■ **PROBLEM DETAILS**: Reproduce every line of the records below word for word, leaving out the pictures.

■ **MATERIAL FOR THIS EXERCISE**:
+++++

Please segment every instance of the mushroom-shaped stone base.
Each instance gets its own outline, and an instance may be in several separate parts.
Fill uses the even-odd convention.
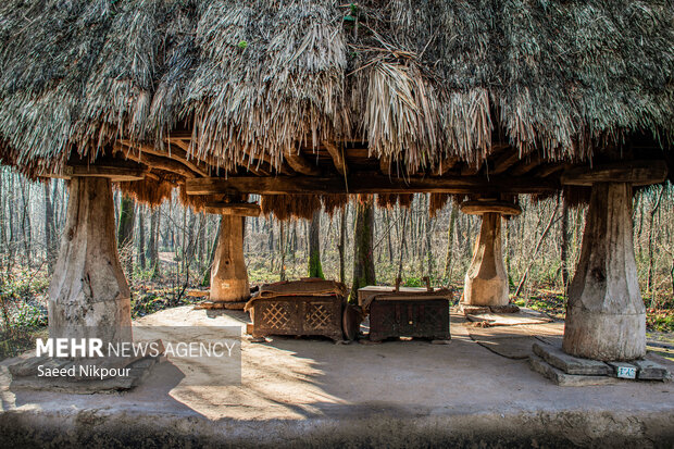
[[[130,290],[117,257],[112,186],[73,177],[59,260],[49,288],[52,338],[130,341]]]
[[[646,354],[646,309],[632,233],[632,186],[595,184],[581,259],[569,288],[566,353],[603,361]]]
[[[244,217],[223,215],[217,248],[211,269],[211,301],[226,302],[227,309],[244,309],[250,298],[244,260]]]
[[[465,274],[463,303],[470,305],[507,305],[508,275],[501,251],[501,215],[483,214],[473,260]]]

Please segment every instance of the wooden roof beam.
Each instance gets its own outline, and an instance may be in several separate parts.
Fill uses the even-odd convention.
[[[148,152],[136,153],[134,151],[124,151],[124,149],[122,149],[121,151],[127,159],[147,164],[151,169],[161,169],[165,170],[166,172],[176,173],[185,177],[186,179],[192,179],[199,176],[198,173],[192,172],[191,170],[189,170],[189,167],[175,159],[162,158],[155,154],[150,154]]]
[[[186,182],[188,195],[316,195],[316,194],[542,194],[559,189],[559,184],[523,177],[447,176],[389,177],[362,172],[349,179],[348,191],[340,176],[229,176],[196,178]]]
[[[459,162],[460,159],[455,155],[447,157],[433,170],[433,176],[445,176],[445,174],[452,170]]]
[[[536,169],[540,165],[541,158],[540,154],[534,153],[529,157],[529,160],[523,160],[517,165],[513,166],[509,173],[513,176],[522,176],[532,170]]]
[[[494,169],[489,172],[490,175],[500,175],[508,169],[513,166],[520,160],[520,154],[516,150],[506,151],[494,160]]]
[[[298,152],[295,148],[290,148],[284,154],[288,165],[292,167],[298,173],[301,173],[307,176],[319,176],[321,175],[321,169],[311,164],[302,154]]]
[[[128,153],[129,151],[136,150],[136,151],[141,151],[147,154],[153,154],[153,155],[159,155],[162,158],[173,159],[175,161],[178,161],[179,163],[182,163],[183,165],[185,165],[192,172],[197,173],[199,176],[204,176],[204,177],[209,176],[209,173],[204,171],[203,169],[201,169],[198,164],[189,160],[187,155],[187,151],[179,147],[173,147],[170,149],[170,151],[161,151],[161,150],[155,149],[152,146],[135,144],[126,139],[118,139],[117,142],[129,149],[129,150],[124,150],[124,149],[122,150],[122,151],[125,151],[126,153]]]
[[[347,161],[344,158],[344,147],[340,146],[341,148],[337,148],[337,146],[329,140],[323,140],[323,145],[330,154],[330,158],[333,158],[333,163],[335,164],[337,172],[339,172],[340,175],[346,176],[349,173],[349,170],[347,167]]]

+++++

■ **WRITTEN RESPONSE**:
Please segment every instance of the mushroom-shaped stone base.
Each instance gets its own outline, and an instance may be in several separate parts.
Fill uses the even-odd convention.
[[[130,290],[117,257],[112,186],[73,177],[59,260],[49,288],[52,338],[130,341]]]
[[[646,354],[646,309],[632,233],[632,186],[595,184],[581,259],[569,288],[566,353],[603,361]]]
[[[244,217],[223,215],[217,248],[211,269],[211,301],[226,302],[227,309],[244,309],[250,298],[244,260]]]
[[[465,274],[463,303],[470,305],[507,305],[508,275],[501,251],[501,215],[483,214],[473,260]]]

Please segment every instance of the wooden roof beam.
Each instance gets its own outline, and an instance may be in several separate parts.
Fill uses the even-odd convention.
[[[148,152],[136,153],[134,151],[124,151],[124,149],[122,149],[121,151],[127,159],[147,164],[151,169],[161,169],[165,170],[166,172],[176,173],[185,177],[186,179],[192,179],[199,176],[198,173],[192,172],[191,170],[189,170],[189,167],[175,159],[162,158],[155,154],[150,154]]]
[[[186,182],[188,195],[316,195],[316,194],[542,194],[559,189],[559,184],[523,177],[447,176],[389,177],[362,172],[349,179],[348,191],[340,176],[229,176],[196,178]]]
[[[459,162],[460,159],[455,155],[447,157],[433,170],[433,176],[445,176],[445,174],[452,170]]]
[[[536,169],[540,165],[541,158],[540,154],[534,153],[529,157],[529,160],[523,160],[517,165],[513,166],[509,173],[513,176],[522,176],[532,170]]]
[[[494,169],[489,172],[490,175],[500,175],[508,169],[513,166],[520,160],[520,154],[516,150],[506,151],[494,160]]]
[[[298,152],[295,148],[290,148],[284,154],[288,165],[292,167],[298,173],[301,173],[307,176],[319,176],[321,175],[321,169],[311,164],[302,154]]]
[[[128,153],[129,151],[136,150],[136,151],[141,151],[147,154],[153,154],[153,155],[159,155],[162,158],[173,159],[175,161],[178,161],[179,163],[182,163],[183,165],[185,165],[192,172],[197,173],[199,176],[204,176],[204,177],[209,176],[209,173],[204,171],[203,169],[201,169],[198,164],[189,160],[187,155],[187,151],[179,147],[173,147],[170,149],[170,151],[161,151],[161,150],[155,149],[152,146],[135,144],[126,139],[118,139],[117,142],[129,149],[129,150],[124,150],[124,149],[122,150],[122,151],[125,151],[126,153]]]
[[[347,161],[344,158],[344,147],[340,146],[341,148],[337,148],[337,146],[329,140],[323,140],[323,145],[330,154],[330,158],[333,158],[333,163],[335,164],[337,172],[339,172],[340,175],[346,176],[349,173],[349,170],[347,167]]]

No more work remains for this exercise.